━━━━━ Kutipan ━━━━━

Search
Close this search box.

Narasi Majene Kota Tua (02)

Muhammad Ridwan Alimuddin, pemerhati sejarah Mandar


Bisa jadi itulah alasan utama sehingga penjajah Belanda ketika memulai pengaruhnya secara efektif di Mandar memilih menjadikan pusat Kerajaan Banggae (Majene), di segitiga Cilallang – Salabose – Tanangang sebagai kawasan pusat pemerintahan Afdeling Mandar di tahun 1905. Kejadian itu berdampak lebih 100 tahun kemudian.
Meski Majene tak menjadi ibukota Provinsi Sulawesi Barat (terbentuk 2004), tapi pertemuan simbolis penting untuk menjadi provinsi dilakukan di Majene, sebagai simbol ibukota Afdeling Mandar. Yakni ketika diadakan pertemuan para pejuang pembentukan provinsi dan rakyat Mandar di Gedung Assamalewuang Majene, yakni Kongres Nasional I Rakyat Mandar 19 – 21 Januari 2001. Memang sebelumnya sudah pernah diadakan deklarasi Pembentukan Provinsi Sulawesi Barat, 10 November 1999 di Galung Lombok. Tapi itu tetap berkaitan dengan Majene, khususnya alasan historis (Peristiwa Panyapuang di Galung Lombok).

━━━━━ Cuplikan Data ━━━━━

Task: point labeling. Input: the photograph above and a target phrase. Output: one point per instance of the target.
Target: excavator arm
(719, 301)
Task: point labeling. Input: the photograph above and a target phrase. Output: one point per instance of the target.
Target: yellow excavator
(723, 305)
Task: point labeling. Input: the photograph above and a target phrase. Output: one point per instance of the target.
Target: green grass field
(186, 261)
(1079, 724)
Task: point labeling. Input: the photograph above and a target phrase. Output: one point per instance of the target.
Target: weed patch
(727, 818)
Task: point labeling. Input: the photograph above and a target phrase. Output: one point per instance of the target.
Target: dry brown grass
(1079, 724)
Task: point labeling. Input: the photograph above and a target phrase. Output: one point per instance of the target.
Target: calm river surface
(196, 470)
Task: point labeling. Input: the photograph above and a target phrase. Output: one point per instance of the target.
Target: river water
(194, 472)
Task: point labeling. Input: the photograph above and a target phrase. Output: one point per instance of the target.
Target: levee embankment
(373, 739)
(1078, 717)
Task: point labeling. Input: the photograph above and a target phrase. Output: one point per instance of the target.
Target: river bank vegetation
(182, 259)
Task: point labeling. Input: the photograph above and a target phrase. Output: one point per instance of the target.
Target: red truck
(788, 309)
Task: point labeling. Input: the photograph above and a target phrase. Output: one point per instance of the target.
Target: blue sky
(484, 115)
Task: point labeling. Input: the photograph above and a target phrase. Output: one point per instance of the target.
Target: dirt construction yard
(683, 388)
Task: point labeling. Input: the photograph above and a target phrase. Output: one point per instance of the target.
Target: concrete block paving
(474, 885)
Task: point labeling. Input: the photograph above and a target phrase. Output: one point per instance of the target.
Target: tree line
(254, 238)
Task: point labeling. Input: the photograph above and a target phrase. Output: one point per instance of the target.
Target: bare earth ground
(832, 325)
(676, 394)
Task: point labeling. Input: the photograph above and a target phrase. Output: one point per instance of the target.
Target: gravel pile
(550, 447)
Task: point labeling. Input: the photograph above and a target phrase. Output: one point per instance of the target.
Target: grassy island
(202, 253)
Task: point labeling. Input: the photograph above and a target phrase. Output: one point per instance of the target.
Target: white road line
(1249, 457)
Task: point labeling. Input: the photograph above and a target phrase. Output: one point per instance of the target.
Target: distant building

━━━━━

# Tugas Wajib
Tuliskan kembali tanpa perubahan bagian kutipan tentang Majene mulai dari "Narasi Majene Kota" sampai dengan "100 tahun kemudian.". Item-item ini diambil dari sumber lain.

# Jawaban Tertulis
Narasi Majene Kota Tua (02)

Muhammad Ridwan Alimuddin, pemerhati sejarah Mandar


Bisa jadi itulah alasan utama sehingga penjajah Belanda ketika memulai pengaruhnya secara efektif di Mandar memilih menjadikan pusat Kerajaan Banggae (Majene), di segitiga Cilallang – Salabose – Tanangang sebagai kawasan pusat pemerintahan Afdeling Mandar di tahun 1905. Kejadian itu berdampak lebih 100 tahun kemudian.